Directions for this task: Please print every line from the one containing "phrase -- white curtain panel" through the last line of the records below, exactly as written and nothing more.

Excerpted data:
------------

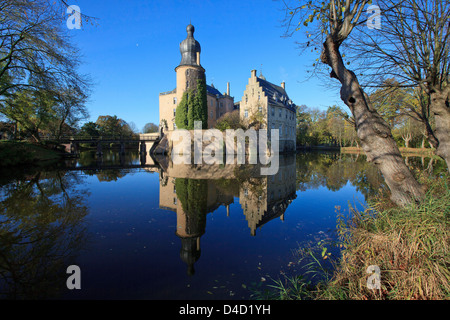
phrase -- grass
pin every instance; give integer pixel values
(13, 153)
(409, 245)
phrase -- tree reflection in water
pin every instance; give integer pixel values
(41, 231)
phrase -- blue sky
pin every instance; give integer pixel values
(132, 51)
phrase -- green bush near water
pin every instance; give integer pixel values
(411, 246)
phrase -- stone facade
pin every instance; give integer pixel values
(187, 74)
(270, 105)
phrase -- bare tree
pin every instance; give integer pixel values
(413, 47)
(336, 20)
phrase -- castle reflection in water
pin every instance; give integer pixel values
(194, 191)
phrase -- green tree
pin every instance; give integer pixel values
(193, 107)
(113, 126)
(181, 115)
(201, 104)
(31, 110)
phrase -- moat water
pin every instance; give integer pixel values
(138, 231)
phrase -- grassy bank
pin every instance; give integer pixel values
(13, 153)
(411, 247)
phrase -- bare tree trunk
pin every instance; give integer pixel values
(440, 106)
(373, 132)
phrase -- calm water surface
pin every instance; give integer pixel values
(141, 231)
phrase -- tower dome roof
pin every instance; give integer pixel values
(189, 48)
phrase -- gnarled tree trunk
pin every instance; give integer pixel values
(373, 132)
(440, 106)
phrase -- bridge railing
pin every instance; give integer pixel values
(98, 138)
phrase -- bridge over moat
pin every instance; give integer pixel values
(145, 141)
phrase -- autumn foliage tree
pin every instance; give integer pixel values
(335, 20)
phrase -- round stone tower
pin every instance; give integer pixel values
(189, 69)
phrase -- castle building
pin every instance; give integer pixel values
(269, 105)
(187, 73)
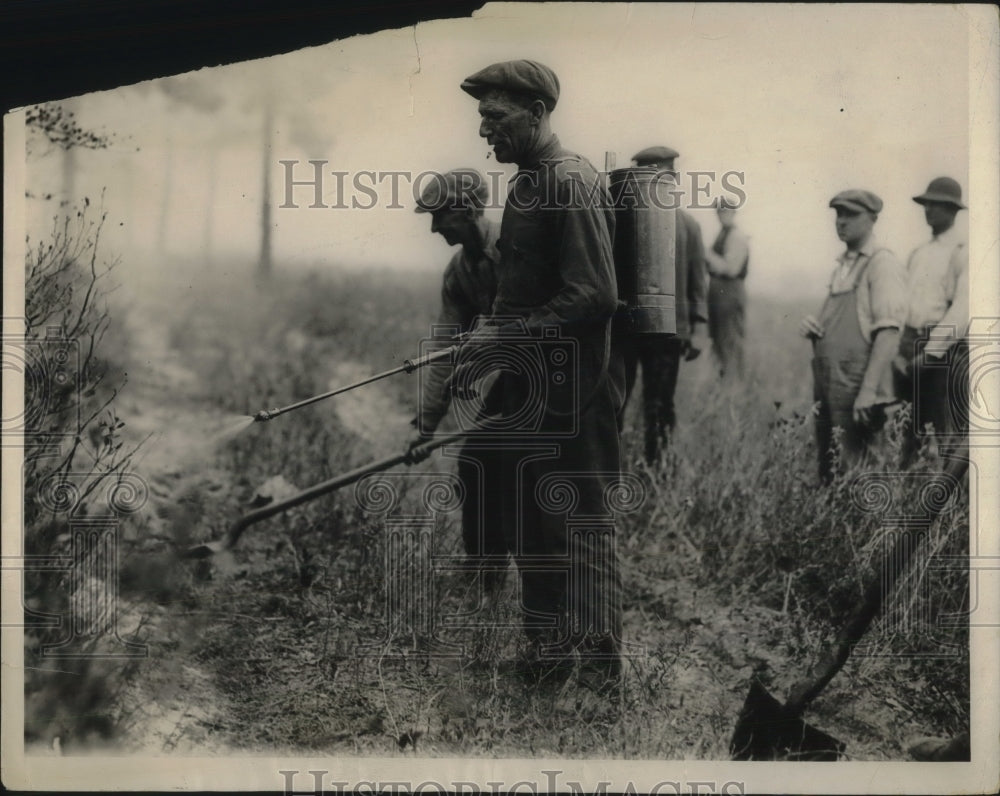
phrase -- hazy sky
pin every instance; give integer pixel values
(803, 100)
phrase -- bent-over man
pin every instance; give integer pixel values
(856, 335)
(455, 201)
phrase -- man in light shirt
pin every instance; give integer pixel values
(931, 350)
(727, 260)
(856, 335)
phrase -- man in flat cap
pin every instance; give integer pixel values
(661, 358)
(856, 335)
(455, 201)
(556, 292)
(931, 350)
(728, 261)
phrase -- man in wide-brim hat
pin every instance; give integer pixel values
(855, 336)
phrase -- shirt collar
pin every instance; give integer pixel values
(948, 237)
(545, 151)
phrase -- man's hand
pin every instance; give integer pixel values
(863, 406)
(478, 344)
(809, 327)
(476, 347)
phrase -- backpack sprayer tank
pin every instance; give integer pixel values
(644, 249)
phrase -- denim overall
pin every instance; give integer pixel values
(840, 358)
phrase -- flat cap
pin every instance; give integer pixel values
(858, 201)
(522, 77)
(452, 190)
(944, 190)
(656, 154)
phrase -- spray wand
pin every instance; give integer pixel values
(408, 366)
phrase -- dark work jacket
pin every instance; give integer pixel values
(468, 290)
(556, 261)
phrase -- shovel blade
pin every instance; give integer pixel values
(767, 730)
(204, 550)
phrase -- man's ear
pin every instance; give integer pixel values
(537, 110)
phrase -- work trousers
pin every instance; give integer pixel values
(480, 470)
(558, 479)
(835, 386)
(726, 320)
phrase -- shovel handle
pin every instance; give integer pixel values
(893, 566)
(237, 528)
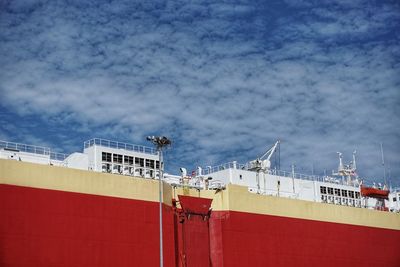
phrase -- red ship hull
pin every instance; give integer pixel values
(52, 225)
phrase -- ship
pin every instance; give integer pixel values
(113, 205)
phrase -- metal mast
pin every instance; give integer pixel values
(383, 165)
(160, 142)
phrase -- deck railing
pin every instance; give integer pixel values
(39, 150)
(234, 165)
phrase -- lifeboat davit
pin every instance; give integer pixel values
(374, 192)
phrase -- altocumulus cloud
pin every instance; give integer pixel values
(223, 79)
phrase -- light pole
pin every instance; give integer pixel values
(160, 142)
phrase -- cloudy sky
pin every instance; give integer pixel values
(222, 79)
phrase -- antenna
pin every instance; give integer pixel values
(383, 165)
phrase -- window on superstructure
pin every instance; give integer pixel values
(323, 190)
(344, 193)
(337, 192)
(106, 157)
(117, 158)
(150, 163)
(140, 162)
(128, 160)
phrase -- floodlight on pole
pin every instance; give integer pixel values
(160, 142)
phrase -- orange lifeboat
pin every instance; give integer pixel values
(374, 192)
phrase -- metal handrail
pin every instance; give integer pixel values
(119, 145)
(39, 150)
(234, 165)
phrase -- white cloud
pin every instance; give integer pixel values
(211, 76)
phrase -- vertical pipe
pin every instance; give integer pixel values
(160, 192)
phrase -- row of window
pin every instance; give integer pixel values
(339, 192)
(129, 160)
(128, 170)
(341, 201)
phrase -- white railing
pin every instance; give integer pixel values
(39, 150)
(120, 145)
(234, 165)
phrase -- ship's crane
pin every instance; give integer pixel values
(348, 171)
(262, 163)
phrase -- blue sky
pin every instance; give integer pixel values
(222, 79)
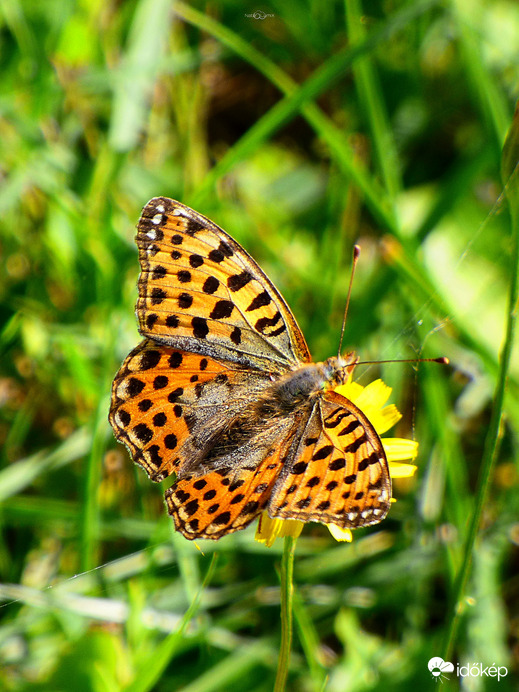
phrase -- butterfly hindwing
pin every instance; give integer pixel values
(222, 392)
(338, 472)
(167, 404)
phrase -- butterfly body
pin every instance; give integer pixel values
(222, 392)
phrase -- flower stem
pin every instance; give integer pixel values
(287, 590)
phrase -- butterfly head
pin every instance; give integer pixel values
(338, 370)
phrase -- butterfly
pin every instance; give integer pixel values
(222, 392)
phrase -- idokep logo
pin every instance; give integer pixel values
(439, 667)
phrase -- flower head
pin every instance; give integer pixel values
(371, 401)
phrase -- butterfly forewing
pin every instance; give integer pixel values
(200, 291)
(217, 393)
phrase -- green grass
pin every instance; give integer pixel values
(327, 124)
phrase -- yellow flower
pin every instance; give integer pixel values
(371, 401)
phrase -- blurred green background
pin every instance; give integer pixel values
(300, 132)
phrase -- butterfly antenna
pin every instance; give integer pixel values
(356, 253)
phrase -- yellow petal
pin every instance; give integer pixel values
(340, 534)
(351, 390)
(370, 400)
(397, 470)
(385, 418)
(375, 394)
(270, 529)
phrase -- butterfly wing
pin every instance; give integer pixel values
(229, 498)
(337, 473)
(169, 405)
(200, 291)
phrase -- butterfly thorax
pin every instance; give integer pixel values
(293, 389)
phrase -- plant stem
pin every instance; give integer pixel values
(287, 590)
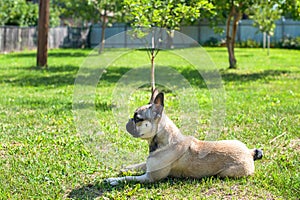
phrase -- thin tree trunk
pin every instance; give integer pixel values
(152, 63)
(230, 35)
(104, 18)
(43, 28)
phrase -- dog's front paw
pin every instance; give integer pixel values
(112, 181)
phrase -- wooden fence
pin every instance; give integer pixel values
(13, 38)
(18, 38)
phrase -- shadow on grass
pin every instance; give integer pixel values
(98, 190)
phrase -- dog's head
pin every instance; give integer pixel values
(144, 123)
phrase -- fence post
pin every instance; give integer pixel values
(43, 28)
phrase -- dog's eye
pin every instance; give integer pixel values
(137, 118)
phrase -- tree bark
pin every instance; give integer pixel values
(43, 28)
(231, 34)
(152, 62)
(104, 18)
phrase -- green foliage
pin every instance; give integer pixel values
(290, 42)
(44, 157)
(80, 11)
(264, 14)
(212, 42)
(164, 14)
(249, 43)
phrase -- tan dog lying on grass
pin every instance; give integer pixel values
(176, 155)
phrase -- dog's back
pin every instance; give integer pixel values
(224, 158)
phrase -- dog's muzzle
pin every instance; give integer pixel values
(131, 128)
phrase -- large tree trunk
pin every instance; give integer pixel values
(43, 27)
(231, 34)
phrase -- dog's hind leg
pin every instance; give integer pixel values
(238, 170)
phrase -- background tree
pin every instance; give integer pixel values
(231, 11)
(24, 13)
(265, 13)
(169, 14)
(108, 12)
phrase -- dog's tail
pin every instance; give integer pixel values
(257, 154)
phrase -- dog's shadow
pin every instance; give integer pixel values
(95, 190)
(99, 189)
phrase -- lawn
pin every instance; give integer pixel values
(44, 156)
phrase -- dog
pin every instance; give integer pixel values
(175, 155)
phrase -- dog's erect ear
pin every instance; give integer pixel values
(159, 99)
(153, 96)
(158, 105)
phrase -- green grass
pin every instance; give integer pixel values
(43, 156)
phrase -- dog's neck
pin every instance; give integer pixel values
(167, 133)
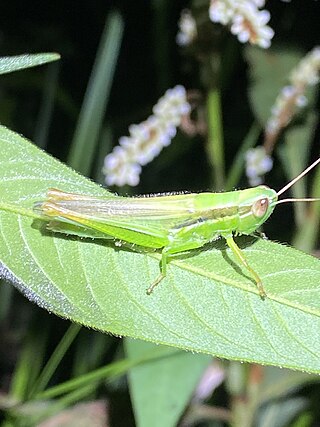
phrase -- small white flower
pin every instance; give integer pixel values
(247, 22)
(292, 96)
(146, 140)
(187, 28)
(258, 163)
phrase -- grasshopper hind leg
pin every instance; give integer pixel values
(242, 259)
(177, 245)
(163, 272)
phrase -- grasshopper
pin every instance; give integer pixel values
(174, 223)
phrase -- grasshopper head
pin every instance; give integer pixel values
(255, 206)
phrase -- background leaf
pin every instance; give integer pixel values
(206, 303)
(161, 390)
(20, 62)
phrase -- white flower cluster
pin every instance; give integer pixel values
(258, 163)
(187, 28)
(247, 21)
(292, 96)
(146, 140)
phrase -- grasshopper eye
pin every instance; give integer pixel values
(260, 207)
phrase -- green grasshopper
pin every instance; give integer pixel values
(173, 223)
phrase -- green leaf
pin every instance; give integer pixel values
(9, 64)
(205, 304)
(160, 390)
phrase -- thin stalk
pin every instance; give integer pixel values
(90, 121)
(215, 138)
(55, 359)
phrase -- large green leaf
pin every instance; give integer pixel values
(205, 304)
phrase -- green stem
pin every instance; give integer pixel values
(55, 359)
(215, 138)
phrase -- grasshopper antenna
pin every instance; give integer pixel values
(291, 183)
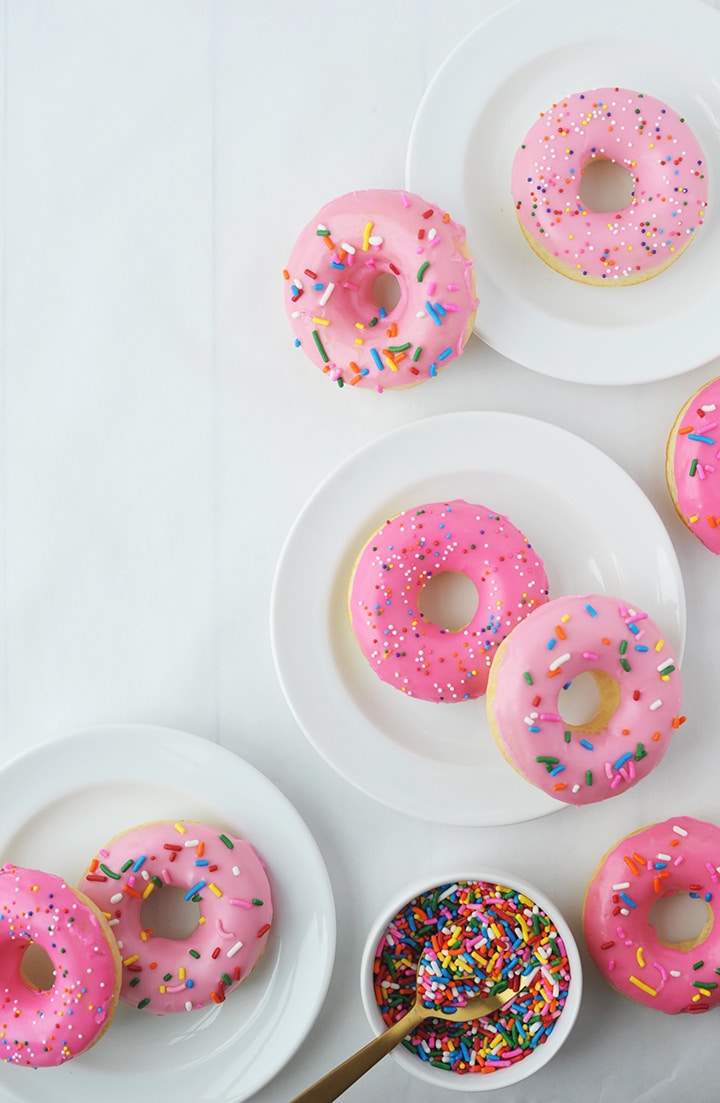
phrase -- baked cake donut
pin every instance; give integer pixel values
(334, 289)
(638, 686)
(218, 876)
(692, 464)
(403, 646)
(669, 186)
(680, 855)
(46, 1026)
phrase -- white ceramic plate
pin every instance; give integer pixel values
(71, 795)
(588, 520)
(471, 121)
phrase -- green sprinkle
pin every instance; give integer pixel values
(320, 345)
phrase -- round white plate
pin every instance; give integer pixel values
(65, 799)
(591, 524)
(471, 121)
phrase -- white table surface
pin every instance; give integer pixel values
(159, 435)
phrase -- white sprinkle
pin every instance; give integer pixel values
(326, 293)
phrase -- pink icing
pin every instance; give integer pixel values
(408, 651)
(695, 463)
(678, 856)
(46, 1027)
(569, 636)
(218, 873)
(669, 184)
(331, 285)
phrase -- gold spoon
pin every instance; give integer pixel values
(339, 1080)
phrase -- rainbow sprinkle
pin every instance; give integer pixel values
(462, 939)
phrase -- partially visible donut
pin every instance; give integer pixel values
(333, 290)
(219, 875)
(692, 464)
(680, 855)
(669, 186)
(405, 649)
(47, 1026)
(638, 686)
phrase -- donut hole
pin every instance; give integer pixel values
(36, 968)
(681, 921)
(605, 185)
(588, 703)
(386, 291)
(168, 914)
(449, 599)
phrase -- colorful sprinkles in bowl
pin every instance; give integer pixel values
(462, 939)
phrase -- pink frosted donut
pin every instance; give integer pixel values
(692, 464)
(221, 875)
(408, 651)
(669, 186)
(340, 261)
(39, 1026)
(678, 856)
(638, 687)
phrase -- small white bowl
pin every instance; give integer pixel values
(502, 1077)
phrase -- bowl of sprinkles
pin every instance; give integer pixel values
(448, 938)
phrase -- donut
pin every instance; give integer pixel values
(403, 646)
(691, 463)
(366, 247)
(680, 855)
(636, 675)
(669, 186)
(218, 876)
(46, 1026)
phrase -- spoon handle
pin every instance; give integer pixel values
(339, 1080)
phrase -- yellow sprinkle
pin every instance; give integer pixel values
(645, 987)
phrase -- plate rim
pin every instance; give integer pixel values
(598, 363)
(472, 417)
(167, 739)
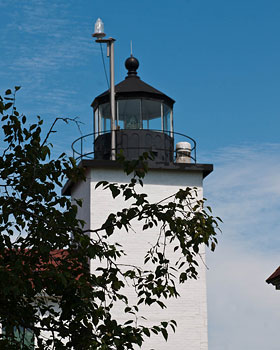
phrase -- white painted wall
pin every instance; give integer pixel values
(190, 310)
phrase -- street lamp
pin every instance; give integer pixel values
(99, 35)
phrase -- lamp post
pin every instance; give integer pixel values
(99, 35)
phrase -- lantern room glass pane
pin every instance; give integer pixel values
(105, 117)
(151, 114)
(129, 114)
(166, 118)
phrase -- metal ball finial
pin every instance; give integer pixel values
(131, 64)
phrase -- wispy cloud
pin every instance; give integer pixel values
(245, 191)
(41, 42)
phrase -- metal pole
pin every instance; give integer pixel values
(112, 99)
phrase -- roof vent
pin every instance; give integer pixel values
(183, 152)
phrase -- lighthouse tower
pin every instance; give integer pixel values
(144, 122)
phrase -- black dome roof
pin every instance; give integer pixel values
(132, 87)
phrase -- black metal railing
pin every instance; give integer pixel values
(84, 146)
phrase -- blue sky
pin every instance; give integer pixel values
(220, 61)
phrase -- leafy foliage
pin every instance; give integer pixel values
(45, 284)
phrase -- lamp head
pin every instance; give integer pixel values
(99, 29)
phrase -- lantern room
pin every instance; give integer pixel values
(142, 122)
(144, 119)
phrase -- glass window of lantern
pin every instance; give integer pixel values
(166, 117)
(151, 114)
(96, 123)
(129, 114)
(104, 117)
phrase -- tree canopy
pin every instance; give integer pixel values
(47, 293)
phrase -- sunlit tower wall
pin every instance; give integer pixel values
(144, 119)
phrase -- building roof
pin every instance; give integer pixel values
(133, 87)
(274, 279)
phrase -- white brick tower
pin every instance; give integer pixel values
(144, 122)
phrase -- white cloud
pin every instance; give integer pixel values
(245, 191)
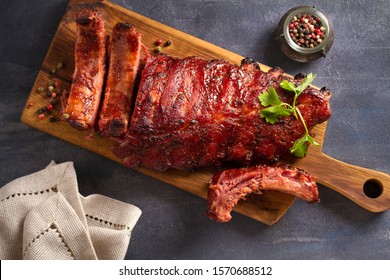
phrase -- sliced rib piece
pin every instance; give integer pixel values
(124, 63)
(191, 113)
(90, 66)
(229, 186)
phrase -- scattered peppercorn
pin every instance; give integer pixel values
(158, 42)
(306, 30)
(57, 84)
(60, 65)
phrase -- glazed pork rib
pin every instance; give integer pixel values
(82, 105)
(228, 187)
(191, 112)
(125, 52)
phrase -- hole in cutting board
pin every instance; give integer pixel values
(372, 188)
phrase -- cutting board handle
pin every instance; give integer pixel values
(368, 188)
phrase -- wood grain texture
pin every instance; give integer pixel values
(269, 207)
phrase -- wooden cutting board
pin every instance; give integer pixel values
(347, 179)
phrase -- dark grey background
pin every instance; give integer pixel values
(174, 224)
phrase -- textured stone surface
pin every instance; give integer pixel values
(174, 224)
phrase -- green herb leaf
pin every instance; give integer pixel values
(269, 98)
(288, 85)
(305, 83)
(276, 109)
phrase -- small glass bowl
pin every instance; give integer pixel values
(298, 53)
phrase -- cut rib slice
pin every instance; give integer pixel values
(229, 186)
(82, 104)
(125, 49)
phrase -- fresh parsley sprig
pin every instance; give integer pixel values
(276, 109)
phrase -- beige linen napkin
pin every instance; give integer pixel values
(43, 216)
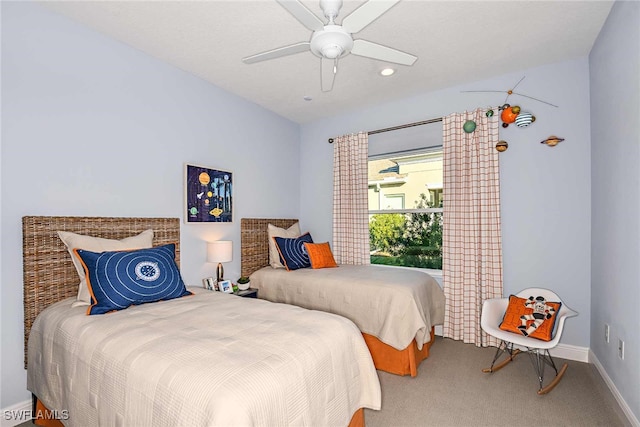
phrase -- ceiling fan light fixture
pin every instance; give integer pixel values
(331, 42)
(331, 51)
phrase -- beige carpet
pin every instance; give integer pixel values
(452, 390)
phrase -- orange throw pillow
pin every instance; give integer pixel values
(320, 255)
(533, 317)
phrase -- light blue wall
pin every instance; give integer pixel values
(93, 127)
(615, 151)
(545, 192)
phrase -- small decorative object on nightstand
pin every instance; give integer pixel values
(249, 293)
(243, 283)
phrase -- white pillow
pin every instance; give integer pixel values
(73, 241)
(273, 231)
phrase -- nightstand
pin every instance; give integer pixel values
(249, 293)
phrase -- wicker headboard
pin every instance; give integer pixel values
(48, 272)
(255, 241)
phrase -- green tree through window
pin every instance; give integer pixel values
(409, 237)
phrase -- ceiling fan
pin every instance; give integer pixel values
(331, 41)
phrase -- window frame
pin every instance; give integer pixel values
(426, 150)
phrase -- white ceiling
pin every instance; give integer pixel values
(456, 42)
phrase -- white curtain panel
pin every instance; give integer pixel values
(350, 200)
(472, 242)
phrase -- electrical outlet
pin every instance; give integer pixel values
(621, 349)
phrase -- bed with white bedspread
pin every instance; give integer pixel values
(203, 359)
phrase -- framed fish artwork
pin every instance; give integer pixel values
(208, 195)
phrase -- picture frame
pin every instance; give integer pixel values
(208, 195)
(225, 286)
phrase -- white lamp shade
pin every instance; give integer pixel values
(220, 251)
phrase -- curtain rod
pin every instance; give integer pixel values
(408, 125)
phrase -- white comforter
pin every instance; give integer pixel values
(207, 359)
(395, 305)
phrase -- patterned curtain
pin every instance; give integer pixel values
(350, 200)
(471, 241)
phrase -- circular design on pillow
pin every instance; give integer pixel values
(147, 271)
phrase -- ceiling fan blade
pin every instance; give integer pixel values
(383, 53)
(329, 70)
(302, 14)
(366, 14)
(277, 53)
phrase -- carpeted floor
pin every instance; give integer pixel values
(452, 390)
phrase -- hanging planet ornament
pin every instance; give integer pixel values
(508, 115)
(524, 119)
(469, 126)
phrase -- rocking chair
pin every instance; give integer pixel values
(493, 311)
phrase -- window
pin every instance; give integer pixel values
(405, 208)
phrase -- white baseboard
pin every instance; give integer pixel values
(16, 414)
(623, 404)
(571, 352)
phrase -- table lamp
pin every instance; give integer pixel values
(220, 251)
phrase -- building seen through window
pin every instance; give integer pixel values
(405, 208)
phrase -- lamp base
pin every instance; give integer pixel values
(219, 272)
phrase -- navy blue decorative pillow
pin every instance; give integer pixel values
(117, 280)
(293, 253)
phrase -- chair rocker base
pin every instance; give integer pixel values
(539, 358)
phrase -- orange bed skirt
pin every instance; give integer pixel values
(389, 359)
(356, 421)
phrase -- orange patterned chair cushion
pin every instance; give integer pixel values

------------

Task output:
phrase -- white curtain panel
pin every instance; give integer pixel values
(350, 200)
(472, 242)
phrase -- electrical outlet
pin every instance; give integer pixel values
(621, 349)
phrase -- bed with white bedspread
pin every instance; give integer pixel values
(203, 359)
phrase -- framed fish artwork
pin every instance; give integer pixel values
(208, 195)
phrase -- picture frame
pin every instance; give integer pixel values
(208, 195)
(225, 286)
phrase -- white lamp shade
pin every instance; give integer pixel values
(220, 251)
phrase -- curtain rod
pin every instance; give integer pixel values
(408, 125)
phrase -- white comforter
pin every instance; give integer pixel values
(207, 359)
(395, 305)
phrase -- patterned curtain
pin every instance; give integer pixel values
(350, 200)
(471, 241)
phrase -- circular design on pillow
pin every instance; give integer pixel values
(147, 271)
phrase -- ceiling fan blade
pin every instance; give integer pixel values
(383, 53)
(329, 70)
(302, 14)
(366, 14)
(277, 53)
phrase -- carpeted floor
pin every instance; give integer pixel values
(452, 390)
phrase -- hanging planet ornament
pin every instance; give integer pixel values
(508, 115)
(524, 119)
(469, 126)
phrase -- rocking chair
pin every instance; give integer pixel values
(493, 311)
phrase -- window
pin every instance; give integer pixel values
(405, 208)
phrase -- white baseboard
pin every instance; give integer pixel values
(16, 414)
(623, 404)
(571, 352)
phrase -- table lamp
pin every instance; give integer pixel values
(220, 251)
phrase -- building seen through window
pin every instance; give integer pixel values
(405, 208)
phrase -- lamp base
pin every instance; give integer pixel values
(219, 272)
phrase -- navy blue decorative pillow
pin every instance; give integer pixel values
(117, 280)
(293, 253)
phrase -- chair rocker base
pin every instance; give integer pixel values
(539, 358)
phrase -- orange bed skirt
pin every instance; give integer pixel values
(389, 359)
(356, 421)
phrase -- orange patterned chair cushion
pin every instance; give integer pixel values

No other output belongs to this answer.